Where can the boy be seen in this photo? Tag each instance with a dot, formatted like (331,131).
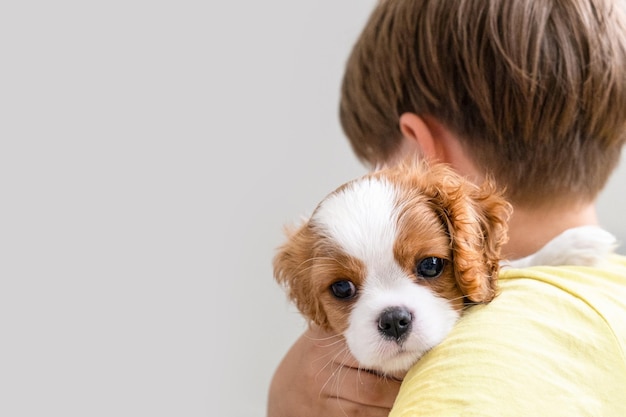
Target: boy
(530,92)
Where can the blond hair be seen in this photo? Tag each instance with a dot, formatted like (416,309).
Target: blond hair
(535,89)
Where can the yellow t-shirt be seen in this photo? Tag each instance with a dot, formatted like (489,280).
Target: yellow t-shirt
(551,344)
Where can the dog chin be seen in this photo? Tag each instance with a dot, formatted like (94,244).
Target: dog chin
(433,318)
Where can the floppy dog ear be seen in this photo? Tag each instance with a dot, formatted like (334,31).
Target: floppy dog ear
(293,270)
(476,219)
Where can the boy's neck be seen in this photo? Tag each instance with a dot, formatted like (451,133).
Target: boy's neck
(529,230)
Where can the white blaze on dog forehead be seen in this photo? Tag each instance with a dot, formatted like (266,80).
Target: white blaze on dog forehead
(361,218)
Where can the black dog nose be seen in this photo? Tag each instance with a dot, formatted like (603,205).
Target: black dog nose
(394,322)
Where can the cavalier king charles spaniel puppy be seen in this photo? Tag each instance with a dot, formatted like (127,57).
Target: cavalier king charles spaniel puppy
(390,260)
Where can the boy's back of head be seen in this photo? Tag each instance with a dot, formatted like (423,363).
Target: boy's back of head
(535,89)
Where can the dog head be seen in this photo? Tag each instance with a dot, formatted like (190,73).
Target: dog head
(390,259)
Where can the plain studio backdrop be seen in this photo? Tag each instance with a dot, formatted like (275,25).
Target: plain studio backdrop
(151,153)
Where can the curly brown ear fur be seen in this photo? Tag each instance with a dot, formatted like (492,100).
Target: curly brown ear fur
(476,219)
(293,269)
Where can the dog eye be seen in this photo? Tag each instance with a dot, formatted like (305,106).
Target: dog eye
(429,268)
(343,289)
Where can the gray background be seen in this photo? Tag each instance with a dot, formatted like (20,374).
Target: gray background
(151,153)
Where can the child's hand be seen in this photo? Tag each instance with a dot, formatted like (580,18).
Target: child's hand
(318,377)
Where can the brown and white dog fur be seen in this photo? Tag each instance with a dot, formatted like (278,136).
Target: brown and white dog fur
(391,259)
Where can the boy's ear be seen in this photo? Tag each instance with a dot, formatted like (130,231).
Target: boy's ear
(417,132)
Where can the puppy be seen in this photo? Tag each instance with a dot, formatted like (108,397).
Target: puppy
(391,259)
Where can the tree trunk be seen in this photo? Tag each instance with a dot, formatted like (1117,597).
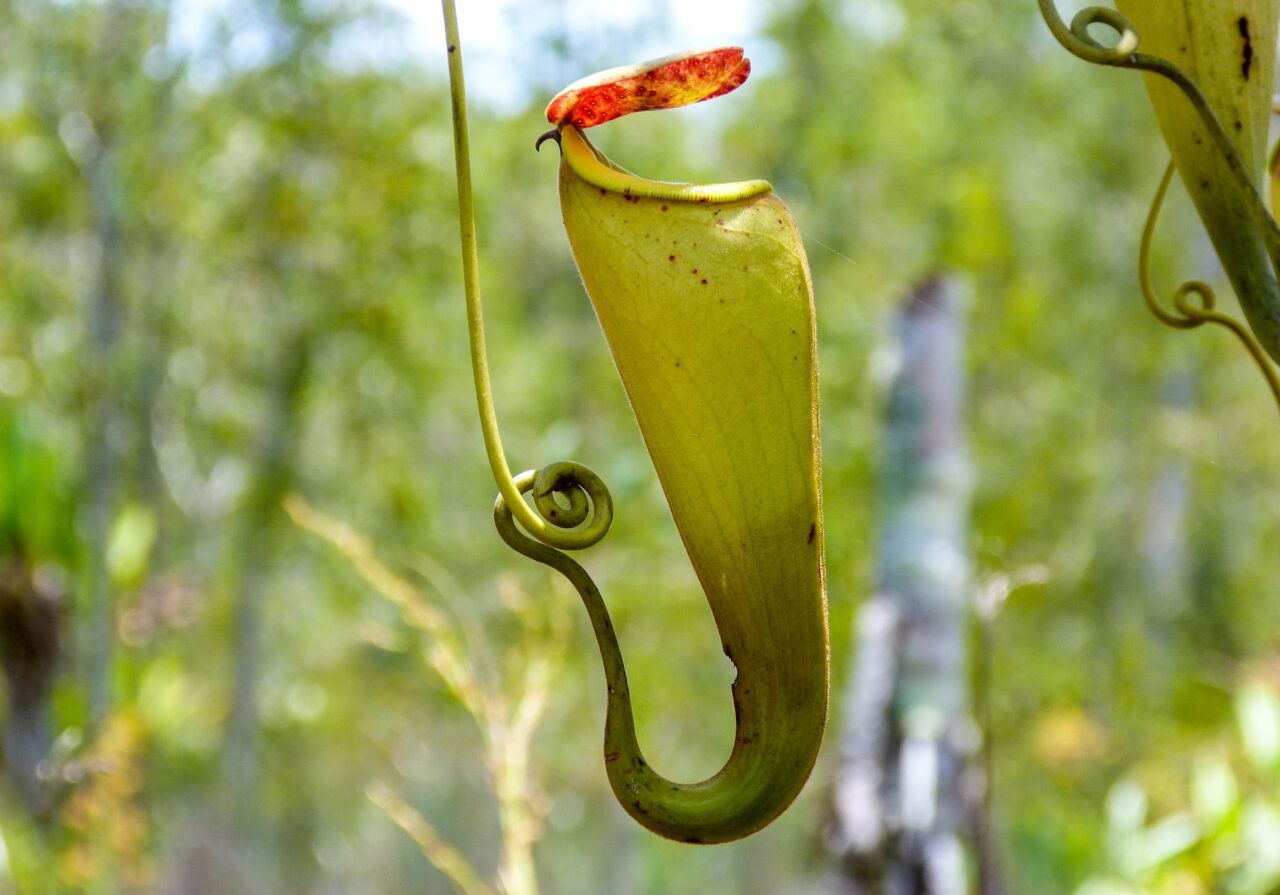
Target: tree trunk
(905,795)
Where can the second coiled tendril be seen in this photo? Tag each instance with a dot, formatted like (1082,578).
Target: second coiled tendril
(1194,301)
(1189,314)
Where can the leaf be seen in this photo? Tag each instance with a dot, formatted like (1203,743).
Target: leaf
(1257,711)
(708,310)
(659,83)
(128,548)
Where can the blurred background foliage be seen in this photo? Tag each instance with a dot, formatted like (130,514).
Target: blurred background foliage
(229,284)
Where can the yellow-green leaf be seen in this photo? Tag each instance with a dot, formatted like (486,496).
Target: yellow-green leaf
(708,311)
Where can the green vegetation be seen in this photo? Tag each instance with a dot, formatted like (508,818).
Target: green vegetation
(246,537)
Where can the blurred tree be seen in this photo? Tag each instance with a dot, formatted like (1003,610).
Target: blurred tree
(905,794)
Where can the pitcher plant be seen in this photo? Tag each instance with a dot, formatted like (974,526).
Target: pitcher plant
(704,296)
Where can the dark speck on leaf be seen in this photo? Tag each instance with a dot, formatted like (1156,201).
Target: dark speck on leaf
(1247,54)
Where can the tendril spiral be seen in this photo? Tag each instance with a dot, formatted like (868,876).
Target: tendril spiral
(1189,314)
(584,511)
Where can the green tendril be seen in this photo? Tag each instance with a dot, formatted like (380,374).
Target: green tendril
(1187,314)
(574,507)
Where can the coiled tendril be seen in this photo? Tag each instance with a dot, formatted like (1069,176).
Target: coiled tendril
(1188,313)
(584,511)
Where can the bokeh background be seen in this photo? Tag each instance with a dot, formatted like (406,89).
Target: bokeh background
(257,631)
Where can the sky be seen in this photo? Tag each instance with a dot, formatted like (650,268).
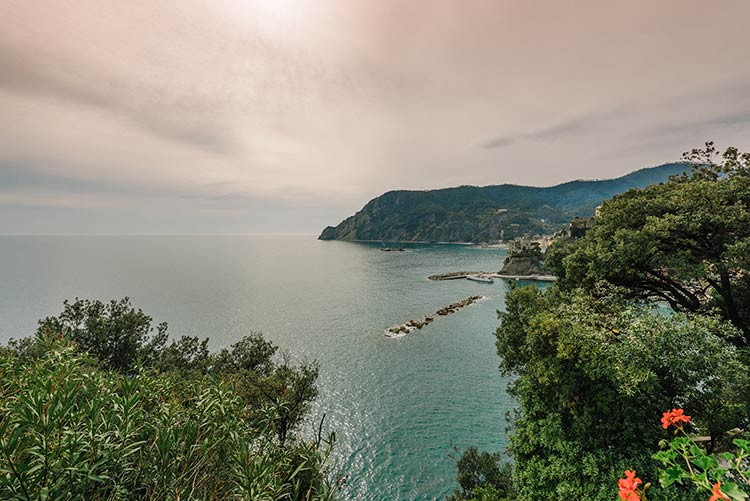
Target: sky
(284,116)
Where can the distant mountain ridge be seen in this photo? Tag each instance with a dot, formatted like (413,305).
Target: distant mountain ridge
(487,213)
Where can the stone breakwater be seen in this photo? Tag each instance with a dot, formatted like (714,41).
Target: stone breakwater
(456,275)
(411,325)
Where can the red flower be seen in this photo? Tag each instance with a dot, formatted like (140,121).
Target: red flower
(717,493)
(674,417)
(629,485)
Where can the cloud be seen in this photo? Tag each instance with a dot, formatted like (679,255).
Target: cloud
(578,125)
(179,120)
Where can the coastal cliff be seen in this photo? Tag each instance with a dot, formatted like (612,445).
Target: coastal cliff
(485,214)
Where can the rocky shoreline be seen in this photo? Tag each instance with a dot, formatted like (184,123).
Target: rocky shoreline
(412,325)
(457,275)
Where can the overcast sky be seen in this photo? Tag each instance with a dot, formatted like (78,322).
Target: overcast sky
(282,116)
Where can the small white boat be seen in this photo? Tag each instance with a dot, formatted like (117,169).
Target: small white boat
(480,278)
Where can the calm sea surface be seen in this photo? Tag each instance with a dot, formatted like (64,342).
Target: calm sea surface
(398,405)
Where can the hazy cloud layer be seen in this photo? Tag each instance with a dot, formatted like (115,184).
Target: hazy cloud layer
(184,116)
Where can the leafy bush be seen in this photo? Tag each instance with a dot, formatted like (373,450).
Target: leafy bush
(98,406)
(587,371)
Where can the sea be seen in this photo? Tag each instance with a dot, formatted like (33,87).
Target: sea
(401,408)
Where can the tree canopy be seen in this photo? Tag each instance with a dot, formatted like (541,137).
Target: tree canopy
(685,242)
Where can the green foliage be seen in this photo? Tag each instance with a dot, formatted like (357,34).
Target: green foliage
(684,463)
(70,430)
(685,242)
(115,333)
(588,372)
(482,477)
(98,406)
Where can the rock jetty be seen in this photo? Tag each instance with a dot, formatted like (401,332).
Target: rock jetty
(456,275)
(412,325)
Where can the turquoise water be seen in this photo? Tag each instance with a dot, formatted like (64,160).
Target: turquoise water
(398,406)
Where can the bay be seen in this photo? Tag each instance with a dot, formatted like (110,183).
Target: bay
(398,406)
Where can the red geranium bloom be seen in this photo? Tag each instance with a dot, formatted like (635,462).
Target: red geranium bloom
(629,485)
(674,417)
(717,493)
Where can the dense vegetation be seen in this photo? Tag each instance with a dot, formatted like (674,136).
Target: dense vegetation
(650,314)
(485,214)
(98,405)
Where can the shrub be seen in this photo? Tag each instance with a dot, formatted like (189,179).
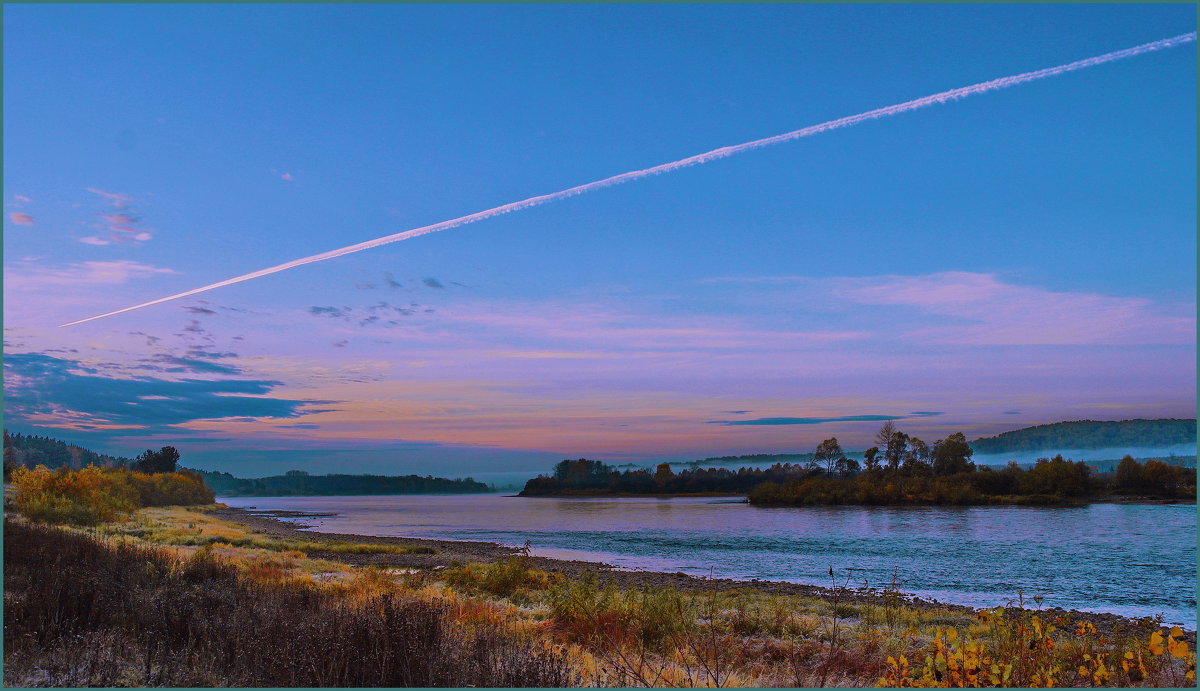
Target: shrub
(93,494)
(119,614)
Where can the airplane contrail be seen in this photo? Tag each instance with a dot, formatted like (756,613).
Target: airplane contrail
(715,154)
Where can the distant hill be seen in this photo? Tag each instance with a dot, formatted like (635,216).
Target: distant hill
(30,451)
(1090,434)
(300,484)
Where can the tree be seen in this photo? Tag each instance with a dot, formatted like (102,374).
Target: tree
(663,474)
(952,455)
(870,458)
(1128,474)
(831,455)
(161,461)
(916,458)
(883,437)
(895,450)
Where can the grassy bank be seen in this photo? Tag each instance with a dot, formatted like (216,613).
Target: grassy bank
(177,596)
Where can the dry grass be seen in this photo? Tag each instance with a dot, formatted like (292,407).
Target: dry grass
(541,628)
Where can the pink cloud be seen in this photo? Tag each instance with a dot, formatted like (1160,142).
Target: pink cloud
(119,221)
(999,313)
(85,274)
(118,199)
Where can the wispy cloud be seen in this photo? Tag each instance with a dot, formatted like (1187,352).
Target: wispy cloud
(697,160)
(57,392)
(115,198)
(28,277)
(774,421)
(123,223)
(995,312)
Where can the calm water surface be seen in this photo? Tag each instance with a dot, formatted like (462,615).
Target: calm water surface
(1128,559)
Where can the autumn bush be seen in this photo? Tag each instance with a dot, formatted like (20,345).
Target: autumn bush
(90,496)
(117,614)
(1021,649)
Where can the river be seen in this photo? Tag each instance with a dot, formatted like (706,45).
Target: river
(1135,560)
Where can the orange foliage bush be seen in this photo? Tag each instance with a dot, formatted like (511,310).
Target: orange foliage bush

*WHAT TO PRODUCE*: From the line containing "Where can the shrub" through the end of the entries, quote each line exactly and nothing else, excluding all pictures.

*CORRECT RESULT*:
Where can the shrub be seen in this photo? Tag each instance with a dot, formatted like (189,179).
Target: shrub
(93,494)
(119,614)
Where can the airplane contrail be seen in this photo? Tag each instance with a dot, formatted like (756,613).
Target: airplane contrail
(715,154)
Where can the distant hill be seen in this photo? Tag each instance with a dot, formatted like (635,216).
Target: distant hill
(30,451)
(1090,434)
(300,484)
Where can the tree be seen in this photo? Tag each instance with a dot, formatted like (102,374).
Target: tree
(663,474)
(952,455)
(870,458)
(1128,474)
(831,455)
(161,461)
(916,458)
(883,437)
(895,450)
Where can the grassy bank be seen in this photo? Tag each instance with a dot, formatted like (216,613).
Target: grassy bank
(177,596)
Where can the dry grass be seen in this photo? Tag each instance with a dot, formatted like (292,407).
Target: dry grass
(541,628)
Where can the pink cloud be seen in this photo? Tag each instance with a dot, formatted like (1160,142).
Target: pink cloud
(119,221)
(999,313)
(85,274)
(118,199)
Where can the wispy cloud be seen in this photo? Tag each instance with a dot, formatted like (1187,352).
Target: wispy cloud
(697,160)
(57,392)
(115,198)
(28,277)
(774,421)
(123,223)
(995,312)
Where can the calm water surface be seen in this photo? Tag each instance with a dot, formatted like (462,615).
Target: calm water surface
(1128,559)
Where can the autumn bush be seen in this photo? Tag each instance with a dot, formatted like (20,345).
Target: autumn bush
(90,496)
(117,614)
(1021,649)
Where can the river be seen in this photo? Tag each instance with a dot, formatted like (706,45).
Target: river
(1135,560)
Where can the orange foliage bush be seen in this photo? Tag each instance with a dot, formatted like (511,310).
Target: orange foliage bush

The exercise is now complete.